» **DOCUMENT**:
::::::::::

Tuesday, August 18, 2009

Nightfall

It reached 94 degrees today. The clay soil is rock hard and the grasses have very little moisture in them. The dandelions and blackberries continue to grow and the later are putting out their sweetened fruit. Some sweet corn was picked tonight... delicious right off the stalk.

It is a very comfortable temperature, as the last light of the day seeps away. A planet shines brightly in the SE skies, Jupiter/Venus? The crickets call out their incantation to the cool evening. Two years ago I was staying on Lamma Island in Hong Kong. The crickets rubbed/chirped their music quite loudly. As a matter of fact, in most places that I have traveled these members of the Gryllidae family are present. We all are under the same sky, breathe the same air, dream similar dreams. We also share the presence of insects like these crickets.

This afternoon I watched a grasshopper walk across our deck. It was missing one of its rear legs. These are the ones they use for jumping. It would walk normally and then periodically list to the side. Was it attacked by a snake? Born without one leg? More mysteries of life. There are a multitude of moths, butterflies, gnats, mosquitoes, bees, wasps, earwigs, pill bugs... and many more. This land is filled with life.

Chagdud Tulku Rinpoche was born in 1930's Tibet. Since the part of Tibet he lived in was so high, there was very little variety in their diet. It basically consisted of meat and barley, plus the ever present butter tea. It was reported that he once said that they used to feel sorry for the lowlanders who had to eat all those plants and kill all those animals. Where the people of Eastern Tibet might have to kill a single animal to eat, the people who farmed had to kill worms, insects, small mammals to eat from their farms.

It is an interesting perspective. We have a way of dismissing the small creatures of the animal kingdom in favor of the larger animals. It is a conundrum if one is a vegetarian. The Jains, a religous sect in India, prescribe a path of non-violence toward all living beings. There are some who refuse to go out at night so they don't accidentally kill a creature and they might wear a mask around their mouth so they don't accidentally breathe in an insect.

::::::::::

» **PROBLEMS TO SOLVE**:
**a)** Write out the part of the Nightfall post that begins at the words "It is an interesting" and stops after the words "in an insect.".
**b)** Answer these about the Nightfall post:
(i) What temperature did it reach that day?
(ii) Where was the writer staying two years earlier?
(iii) What did the diet in Chagdud Tulku Rinpoche's part of Tibet basically consist of?

» **SUPPLIED MATERIAL**:
::::::::::

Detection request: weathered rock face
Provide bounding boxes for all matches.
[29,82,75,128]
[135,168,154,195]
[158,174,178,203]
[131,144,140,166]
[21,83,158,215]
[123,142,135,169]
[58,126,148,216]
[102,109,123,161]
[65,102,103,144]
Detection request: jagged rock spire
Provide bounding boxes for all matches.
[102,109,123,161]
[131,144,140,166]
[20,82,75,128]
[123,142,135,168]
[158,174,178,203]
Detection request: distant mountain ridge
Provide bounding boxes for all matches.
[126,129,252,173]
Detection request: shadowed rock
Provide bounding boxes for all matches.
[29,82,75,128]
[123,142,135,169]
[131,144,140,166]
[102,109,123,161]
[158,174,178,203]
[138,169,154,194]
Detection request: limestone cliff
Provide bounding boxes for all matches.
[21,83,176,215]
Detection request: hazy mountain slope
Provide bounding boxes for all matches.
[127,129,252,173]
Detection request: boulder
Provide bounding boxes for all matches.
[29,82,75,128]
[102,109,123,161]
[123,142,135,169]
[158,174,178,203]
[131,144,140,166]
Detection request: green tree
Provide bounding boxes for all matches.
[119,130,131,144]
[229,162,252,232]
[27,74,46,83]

::::::::::

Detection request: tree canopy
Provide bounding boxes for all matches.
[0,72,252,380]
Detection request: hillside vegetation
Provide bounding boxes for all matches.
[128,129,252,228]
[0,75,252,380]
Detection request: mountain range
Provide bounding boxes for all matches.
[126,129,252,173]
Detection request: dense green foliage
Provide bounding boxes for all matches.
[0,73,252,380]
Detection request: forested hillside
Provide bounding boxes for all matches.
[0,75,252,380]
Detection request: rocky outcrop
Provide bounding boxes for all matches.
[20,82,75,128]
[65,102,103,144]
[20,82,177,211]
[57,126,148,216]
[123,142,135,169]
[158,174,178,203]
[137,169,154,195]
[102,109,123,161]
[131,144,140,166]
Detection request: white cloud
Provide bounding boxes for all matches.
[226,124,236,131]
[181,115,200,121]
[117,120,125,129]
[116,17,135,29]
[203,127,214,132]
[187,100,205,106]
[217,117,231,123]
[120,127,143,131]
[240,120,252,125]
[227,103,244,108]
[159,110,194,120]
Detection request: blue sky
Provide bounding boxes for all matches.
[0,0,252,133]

::::::::::

» **RESPONSES PER TASK**:
**a)**
It is an interesting perspective. We have a way of dismissing the small creatures of the animal kingdom in favor of the larger animals. It is a conundrum if one is a vegetarian. The Jains, a religous sect in India, prescribe a path of non-violence toward all living beings. There are some who refuse to go out at night so they don't accidentally kill a creature and they might wear a mask around their mouth so they don't accidentally breathe in an insect.

**b)**
(i) 94 degrees
(ii) Lamma Island in Hong Kong
(iii) Meat and barley, plus butter tea